Dataset content:
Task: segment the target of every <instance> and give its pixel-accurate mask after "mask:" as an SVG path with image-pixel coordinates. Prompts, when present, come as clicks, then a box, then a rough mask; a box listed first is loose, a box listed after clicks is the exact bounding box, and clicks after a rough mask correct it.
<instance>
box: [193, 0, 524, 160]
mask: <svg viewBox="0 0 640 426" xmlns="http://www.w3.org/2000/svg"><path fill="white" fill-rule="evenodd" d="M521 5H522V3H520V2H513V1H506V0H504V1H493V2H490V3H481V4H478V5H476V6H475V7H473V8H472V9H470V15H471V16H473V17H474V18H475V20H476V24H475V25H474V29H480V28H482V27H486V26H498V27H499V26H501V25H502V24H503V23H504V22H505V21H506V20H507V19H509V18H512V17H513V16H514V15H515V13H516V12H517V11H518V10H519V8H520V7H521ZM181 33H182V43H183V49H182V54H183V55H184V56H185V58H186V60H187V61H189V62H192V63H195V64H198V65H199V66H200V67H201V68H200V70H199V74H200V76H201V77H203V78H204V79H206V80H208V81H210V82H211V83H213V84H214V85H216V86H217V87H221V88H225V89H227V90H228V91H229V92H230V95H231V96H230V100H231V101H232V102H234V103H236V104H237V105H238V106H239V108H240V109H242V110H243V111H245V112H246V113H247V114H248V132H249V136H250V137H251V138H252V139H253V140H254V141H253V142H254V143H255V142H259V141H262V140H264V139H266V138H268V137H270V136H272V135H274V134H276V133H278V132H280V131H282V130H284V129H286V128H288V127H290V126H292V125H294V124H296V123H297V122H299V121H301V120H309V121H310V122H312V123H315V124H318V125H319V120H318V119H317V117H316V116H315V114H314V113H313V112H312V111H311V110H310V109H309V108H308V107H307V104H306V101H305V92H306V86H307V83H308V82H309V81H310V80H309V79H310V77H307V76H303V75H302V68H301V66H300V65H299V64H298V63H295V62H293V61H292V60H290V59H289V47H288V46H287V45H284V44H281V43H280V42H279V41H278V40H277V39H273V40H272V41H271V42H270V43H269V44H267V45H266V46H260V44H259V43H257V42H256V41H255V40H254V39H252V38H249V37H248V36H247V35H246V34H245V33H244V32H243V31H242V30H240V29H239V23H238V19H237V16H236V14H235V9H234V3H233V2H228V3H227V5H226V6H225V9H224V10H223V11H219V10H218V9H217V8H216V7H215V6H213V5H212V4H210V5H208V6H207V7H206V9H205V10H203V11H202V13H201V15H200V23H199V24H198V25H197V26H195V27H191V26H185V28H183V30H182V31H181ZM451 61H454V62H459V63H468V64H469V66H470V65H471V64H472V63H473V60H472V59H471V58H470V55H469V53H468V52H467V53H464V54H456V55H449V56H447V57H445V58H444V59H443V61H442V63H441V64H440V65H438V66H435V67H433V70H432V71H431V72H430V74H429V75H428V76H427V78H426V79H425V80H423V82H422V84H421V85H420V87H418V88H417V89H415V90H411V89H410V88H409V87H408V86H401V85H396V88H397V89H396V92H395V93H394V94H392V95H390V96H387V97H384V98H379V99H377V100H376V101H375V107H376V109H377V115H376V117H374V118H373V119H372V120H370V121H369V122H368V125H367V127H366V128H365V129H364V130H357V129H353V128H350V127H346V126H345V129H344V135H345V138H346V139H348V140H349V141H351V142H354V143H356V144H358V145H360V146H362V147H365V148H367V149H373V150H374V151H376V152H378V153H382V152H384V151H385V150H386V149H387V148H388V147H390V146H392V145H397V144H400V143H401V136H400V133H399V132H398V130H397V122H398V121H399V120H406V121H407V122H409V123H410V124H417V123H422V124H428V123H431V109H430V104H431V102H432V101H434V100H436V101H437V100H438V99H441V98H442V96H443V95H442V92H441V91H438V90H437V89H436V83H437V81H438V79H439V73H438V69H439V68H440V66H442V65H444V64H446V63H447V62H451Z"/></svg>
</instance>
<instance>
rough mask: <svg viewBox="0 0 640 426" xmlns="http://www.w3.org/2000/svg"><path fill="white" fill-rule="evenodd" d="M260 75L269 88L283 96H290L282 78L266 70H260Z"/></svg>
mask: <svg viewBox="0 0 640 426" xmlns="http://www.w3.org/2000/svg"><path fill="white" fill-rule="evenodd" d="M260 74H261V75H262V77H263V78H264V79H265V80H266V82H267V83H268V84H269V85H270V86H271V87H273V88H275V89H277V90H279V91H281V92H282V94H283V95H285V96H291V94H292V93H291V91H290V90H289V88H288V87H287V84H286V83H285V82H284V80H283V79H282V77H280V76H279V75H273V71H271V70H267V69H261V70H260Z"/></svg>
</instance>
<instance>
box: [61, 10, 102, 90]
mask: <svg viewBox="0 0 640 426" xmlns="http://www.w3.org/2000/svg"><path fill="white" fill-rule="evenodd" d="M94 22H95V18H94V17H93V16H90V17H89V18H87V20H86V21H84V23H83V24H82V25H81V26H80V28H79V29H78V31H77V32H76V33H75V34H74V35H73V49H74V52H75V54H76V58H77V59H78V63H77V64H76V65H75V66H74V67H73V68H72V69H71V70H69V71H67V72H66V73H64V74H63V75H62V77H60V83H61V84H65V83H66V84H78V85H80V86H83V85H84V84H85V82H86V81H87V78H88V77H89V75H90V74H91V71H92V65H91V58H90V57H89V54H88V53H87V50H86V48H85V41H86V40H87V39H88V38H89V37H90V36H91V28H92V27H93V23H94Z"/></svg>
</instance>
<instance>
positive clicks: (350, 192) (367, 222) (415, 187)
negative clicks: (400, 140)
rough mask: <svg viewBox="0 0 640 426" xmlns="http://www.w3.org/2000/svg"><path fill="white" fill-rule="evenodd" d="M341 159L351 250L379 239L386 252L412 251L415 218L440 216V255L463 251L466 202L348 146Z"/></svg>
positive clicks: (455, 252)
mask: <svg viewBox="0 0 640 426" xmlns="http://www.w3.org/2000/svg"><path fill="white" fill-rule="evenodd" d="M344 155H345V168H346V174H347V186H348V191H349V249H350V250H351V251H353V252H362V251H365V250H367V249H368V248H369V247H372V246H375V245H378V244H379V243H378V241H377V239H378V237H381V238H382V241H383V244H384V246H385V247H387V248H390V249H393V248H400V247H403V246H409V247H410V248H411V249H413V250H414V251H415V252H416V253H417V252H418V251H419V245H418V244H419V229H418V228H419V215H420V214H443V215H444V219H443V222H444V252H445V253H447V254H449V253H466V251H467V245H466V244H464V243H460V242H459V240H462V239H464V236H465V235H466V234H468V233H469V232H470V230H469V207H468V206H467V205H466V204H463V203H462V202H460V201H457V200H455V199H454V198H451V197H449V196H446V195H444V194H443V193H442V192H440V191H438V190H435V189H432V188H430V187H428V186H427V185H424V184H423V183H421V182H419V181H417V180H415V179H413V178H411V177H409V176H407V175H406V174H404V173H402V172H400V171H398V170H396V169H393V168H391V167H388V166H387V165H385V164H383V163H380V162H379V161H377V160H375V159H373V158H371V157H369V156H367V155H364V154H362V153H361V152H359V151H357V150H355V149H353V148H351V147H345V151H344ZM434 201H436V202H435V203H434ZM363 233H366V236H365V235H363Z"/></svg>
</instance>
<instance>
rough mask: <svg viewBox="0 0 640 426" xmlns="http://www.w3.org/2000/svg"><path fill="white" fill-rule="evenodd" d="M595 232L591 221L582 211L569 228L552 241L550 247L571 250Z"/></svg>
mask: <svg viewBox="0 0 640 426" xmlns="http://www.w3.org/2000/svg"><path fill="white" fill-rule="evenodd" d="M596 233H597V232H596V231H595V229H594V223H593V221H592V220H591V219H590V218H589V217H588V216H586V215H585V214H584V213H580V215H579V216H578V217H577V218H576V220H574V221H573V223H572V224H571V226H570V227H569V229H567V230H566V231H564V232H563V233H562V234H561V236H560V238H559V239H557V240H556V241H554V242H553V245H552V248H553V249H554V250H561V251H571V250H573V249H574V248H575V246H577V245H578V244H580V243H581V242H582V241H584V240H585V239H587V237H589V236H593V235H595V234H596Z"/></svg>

About this task:
Turn everything from the start of the items down to the line containing "box: [193, 0, 524, 160]" into a numbered list, leaving out any blank lines.

Result of the exercise:
1. Task: segment the target of every <instance> and give its pixel-accurate mask after "mask:" as an SVG path with image-pixel coordinates. Prompts, when present, come as clicks, then a box, then a rough mask; a box listed first is loose, a box listed after clicks is the exact bounding box, and clicks after a rough mask correct it.
2. <instance>
3. box: [193, 0, 524, 160]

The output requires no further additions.